• Selected passage:
Let's clear the in-memory catalog, add the EO item, and save to a new STAC:

In [35]:
catalog.clear_items()
list(catalog.get_items())

[]

In [36]:
catalog.add_item(eo_item)
list(catalog.get_items())

[<EOItem id=local-image-eo>]

In [37]:
catalog.normalize_and_save(root_href=os.path.join(tmp_dir.name, 'stac-eo'), 
                           catalog_type=stac.CatalogType.SELF_CONTAINED)

Now, if we read the catalog from the filesystem, PySTAC recognizes the EOItem and loads it in with the correct type:

In [38]:
catalog2 = stac.Catalog.from_file(os.path.join(tmp_dir.name, 'stac-eo', 'catalog.json'))

In [39]:
list(catalog2.get_items())

[<EOItem id=local-image-eo>]

In [40]:
next(catalog2.get_all_items()).assets

{'image': <EOAsset href=/var/folders/sv/zr8j0t4j1f726nhlt3vb8c300000gn/T/tmpytmf1tsx/image.tif>}

In [41]:
import json

print(json.dumps(eo_item.to_dict(), indent=4))

{
    "type": "Feature",
    "stac_version": "0.8.1",
    "id": "local-image-eo",
    "properties": {
        "datetime": "2019-11-05 16:43:28Z",
        "eo:gsd": 0.3,
        "eo:platform": "Maxar",
        "eo:instrument": "WorldView3",
        "eo:bands": [
            {
                "name": "Coastal",
                "common_name": "coastal",
                "description": "Coastal: 400 - 450 nm"
            },
            {
                "name": "Blue",
                "common_name": "blue",
                "description": "Blue: 450 - 510 nm"
            },
            {
                "name": "Green",
                "common_name": "green",
                "description": "Green: 510 - 580 nm"
            },
            {
                "name": "Yellow",
                "common_name": "yellow",
                "description": "Yellow: 585 - 625 nm"

• Task requirements:
A - From the PySTAC excerpt, write out the part that opens with the words containing "Let's clear the" and closes with "catalog.add_item(eo_item)".
B - Answer these questions from the PySTAC excerpt:
(i) What id is shown for the EOItem?
(ii) What value is given for "eo:instrument"?
(iii) What wavelength range does the description give for the Green band?

• Records provided:
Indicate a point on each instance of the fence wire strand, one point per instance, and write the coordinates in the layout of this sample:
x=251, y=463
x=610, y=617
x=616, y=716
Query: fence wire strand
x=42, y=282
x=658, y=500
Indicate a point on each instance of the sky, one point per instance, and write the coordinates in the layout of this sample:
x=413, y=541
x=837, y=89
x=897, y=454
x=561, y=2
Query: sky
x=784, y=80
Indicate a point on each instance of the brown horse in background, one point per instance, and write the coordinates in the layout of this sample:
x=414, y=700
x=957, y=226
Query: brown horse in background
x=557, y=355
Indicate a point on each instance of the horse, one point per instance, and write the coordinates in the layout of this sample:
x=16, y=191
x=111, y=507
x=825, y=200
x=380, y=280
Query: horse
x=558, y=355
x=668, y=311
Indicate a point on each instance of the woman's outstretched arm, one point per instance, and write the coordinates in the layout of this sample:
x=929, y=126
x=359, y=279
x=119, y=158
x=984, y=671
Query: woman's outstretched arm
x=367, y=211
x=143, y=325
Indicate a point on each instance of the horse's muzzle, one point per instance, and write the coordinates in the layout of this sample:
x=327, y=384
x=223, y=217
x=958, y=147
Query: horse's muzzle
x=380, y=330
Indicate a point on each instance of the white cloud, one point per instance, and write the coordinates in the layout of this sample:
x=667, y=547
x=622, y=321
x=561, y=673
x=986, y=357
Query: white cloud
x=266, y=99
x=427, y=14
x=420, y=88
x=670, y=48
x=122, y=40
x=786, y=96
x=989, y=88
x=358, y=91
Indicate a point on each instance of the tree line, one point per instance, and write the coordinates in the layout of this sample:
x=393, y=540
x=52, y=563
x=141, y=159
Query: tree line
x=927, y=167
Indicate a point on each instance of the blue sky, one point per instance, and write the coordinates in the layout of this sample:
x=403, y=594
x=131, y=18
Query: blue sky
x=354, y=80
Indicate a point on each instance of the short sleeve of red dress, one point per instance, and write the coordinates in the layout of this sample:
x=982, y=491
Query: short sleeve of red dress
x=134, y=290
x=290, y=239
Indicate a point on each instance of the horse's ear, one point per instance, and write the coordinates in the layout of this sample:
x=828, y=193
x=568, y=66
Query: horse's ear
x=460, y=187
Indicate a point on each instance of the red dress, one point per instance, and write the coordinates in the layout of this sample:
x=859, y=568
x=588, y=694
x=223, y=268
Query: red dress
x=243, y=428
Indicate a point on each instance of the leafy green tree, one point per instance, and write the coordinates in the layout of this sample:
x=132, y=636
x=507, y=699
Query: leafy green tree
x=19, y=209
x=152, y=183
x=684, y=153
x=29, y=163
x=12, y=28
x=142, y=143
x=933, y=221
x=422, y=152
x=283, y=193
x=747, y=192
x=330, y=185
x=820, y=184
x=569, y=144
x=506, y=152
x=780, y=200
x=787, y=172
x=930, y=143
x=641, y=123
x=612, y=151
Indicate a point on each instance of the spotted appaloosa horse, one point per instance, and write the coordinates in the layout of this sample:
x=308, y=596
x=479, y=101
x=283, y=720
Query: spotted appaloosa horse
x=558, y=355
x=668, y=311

• Answers to each task:
A -
Let's clear the in-memory catalog, add the EO item, and save to a new STAC:

In [35]:
catalog.clear_items()
list(catalog.get_items())

[]

In [36]:
catalog.add_item(eo_item)

B -
(i) local-image-eo
(ii) WorldView3
(iii) 510 - 580 nm